** Available data follows **

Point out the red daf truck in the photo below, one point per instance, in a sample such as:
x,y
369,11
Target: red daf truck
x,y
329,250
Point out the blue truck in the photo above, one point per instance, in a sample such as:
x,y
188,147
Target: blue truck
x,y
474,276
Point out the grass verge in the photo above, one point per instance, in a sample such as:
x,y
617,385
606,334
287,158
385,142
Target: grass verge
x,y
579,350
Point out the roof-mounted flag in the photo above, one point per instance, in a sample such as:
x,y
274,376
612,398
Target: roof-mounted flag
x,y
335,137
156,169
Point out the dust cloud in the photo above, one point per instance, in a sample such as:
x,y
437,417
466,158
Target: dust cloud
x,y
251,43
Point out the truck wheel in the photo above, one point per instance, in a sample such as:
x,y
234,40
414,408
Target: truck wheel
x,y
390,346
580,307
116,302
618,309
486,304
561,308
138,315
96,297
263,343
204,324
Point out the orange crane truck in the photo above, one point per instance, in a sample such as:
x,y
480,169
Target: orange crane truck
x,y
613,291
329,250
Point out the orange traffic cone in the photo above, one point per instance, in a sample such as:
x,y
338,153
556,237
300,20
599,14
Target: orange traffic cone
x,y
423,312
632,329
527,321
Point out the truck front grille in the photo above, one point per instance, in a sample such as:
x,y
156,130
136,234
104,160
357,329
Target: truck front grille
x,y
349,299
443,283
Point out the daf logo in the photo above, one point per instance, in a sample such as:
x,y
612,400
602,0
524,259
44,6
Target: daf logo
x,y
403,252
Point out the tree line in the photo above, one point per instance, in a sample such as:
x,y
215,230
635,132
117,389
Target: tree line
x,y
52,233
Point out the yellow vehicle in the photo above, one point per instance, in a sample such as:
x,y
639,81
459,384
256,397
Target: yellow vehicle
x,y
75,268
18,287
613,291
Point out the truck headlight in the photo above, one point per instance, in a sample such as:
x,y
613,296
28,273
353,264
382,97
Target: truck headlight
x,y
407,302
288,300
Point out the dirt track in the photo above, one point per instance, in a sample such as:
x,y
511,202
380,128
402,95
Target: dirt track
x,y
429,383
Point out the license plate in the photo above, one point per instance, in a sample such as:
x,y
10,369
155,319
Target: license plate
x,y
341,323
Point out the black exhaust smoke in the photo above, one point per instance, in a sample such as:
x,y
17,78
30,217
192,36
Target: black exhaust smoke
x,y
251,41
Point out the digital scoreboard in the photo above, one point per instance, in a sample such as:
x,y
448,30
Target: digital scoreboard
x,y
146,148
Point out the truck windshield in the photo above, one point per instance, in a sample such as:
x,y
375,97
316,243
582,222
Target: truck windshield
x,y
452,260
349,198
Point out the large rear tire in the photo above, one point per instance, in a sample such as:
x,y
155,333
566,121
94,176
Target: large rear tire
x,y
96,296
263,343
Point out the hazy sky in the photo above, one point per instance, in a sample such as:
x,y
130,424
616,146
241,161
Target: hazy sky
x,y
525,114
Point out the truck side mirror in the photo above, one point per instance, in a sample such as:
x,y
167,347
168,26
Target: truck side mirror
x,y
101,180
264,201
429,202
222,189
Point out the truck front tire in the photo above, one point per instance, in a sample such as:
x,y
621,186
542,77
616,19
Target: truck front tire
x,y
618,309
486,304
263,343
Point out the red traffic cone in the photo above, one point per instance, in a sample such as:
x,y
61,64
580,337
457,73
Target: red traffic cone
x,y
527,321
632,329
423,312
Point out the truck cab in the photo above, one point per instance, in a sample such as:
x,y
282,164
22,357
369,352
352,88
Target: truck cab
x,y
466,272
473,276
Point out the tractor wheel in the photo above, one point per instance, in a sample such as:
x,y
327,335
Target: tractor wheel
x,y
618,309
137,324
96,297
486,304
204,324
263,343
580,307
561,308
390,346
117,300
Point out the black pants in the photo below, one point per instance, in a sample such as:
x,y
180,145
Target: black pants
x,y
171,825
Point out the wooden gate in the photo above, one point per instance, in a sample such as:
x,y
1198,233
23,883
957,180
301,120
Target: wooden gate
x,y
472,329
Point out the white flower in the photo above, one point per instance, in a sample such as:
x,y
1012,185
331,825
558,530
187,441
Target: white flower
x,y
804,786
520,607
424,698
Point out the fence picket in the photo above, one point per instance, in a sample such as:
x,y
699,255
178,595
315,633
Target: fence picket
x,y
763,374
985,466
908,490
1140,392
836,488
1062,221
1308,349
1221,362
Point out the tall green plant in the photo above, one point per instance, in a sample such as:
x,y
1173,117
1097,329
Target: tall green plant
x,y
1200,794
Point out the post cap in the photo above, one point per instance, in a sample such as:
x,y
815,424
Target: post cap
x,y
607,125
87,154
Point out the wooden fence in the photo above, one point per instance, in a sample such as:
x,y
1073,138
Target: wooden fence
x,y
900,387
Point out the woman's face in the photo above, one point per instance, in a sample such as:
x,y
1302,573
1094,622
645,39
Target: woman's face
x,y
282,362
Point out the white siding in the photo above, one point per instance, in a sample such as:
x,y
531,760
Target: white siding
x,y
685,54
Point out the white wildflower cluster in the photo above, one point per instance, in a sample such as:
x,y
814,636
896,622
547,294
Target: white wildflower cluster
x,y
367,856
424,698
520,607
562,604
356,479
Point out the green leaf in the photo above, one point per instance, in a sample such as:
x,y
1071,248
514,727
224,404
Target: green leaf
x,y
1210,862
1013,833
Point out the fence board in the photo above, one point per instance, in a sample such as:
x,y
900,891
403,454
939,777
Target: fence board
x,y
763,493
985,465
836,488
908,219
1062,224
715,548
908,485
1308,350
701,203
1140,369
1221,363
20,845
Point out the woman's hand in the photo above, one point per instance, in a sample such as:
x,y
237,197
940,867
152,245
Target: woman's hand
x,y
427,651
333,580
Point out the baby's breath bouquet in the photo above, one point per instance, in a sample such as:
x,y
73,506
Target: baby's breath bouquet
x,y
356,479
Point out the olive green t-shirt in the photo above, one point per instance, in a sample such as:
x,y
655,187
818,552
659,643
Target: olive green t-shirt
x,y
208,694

** End of Available data **

• _Work to complete_
Your answer must be a single number: the count of lines in the data that contain the string "below".

• _Answer to this task_
2